CONSIGNE A
Relevez tous les termes placés entre guillemets dans le passage sur les conscrits.
CONSIGNE B
Recopiez, dans le passage sur les conscrits, le segment qui va de « Dans la première » jusqu'à « bases de recrutement. ».

PASSAGE FOURNI

○ ○ ○

Dans la première partie du siècle, les jeunes gens d'une classe d'âge, 20 ans environ, étaient appelés ensemble à la visite médicale à Prades. C'était les "conscrits". Leur retour au village, en fin d'après midi, donnait lieu à une petite fête car l'immense majorité était "bon pour le service", et les rares "réformés" ou "ajournés" étaient penauds. Nos jeunes gens revenaient bardés de cocardes et de diverses images ou cotillons et offraient à boire à leurs amis et on dansait. Cette espèce de cérémonie a disparu après la guerre 39/45, remplacée par un séjour de 2 ou 3 jours dans les bases de recrutement.

○ ○ ○

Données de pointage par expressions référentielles
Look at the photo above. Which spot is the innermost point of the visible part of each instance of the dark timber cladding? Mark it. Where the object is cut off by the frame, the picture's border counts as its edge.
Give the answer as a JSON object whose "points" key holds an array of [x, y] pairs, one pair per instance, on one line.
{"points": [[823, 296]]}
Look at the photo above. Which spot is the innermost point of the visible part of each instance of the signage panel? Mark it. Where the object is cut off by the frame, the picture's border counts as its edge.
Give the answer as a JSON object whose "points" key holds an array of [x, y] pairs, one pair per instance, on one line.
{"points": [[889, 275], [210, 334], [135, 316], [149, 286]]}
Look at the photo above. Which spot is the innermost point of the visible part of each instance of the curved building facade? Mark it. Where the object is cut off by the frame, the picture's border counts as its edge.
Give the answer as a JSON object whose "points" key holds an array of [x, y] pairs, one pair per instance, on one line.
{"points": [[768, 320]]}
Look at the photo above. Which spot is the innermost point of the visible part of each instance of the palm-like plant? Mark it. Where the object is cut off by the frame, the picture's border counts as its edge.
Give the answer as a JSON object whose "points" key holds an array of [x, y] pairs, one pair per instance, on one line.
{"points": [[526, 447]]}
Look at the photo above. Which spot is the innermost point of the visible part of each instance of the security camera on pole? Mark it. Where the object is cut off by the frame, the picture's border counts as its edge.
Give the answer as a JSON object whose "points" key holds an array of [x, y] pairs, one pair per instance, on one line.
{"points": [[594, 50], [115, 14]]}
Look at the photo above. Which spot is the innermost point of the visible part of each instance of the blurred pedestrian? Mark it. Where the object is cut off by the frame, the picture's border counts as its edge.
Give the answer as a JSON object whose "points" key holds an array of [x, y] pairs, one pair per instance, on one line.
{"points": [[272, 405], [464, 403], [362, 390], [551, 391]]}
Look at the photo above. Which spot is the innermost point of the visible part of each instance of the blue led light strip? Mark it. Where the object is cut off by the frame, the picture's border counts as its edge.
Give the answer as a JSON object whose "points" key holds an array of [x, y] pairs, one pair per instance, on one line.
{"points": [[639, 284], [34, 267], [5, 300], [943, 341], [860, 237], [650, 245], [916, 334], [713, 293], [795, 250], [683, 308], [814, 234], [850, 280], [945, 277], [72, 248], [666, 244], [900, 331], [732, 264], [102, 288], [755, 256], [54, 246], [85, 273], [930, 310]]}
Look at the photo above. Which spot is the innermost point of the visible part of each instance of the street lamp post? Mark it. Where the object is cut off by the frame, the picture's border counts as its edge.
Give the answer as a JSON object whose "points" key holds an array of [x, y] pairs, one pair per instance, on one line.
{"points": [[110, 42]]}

○ ○ ○

VOTRE SOLUTION A
- conscrits
- bon pour le service
- réformés
- ajournés

VOTRE SOLUTION B
Dans la première partie du siècle, les jeunes gens d'une classe d'âge, 20 ans environ, étaient appelés ensemble à la visite médicale à Prades. C'était les "conscrits". Leur retour au village, en fin d'après midi, donnait lieu à une petite fête car l'immense majorité était "bon pour le service", et les rares "réformés" ou "ajournés" étaient penauds. Nos jeunes gens revenaient bardés de cocardes et de diverses images ou cotillons et offraient à boire à leurs amis et on dansait. Cette espèce de cérémonie a disparu après la guerre 39/45, remplacée par un séjour de 2 ou 3 jours dans les bases de recrutement.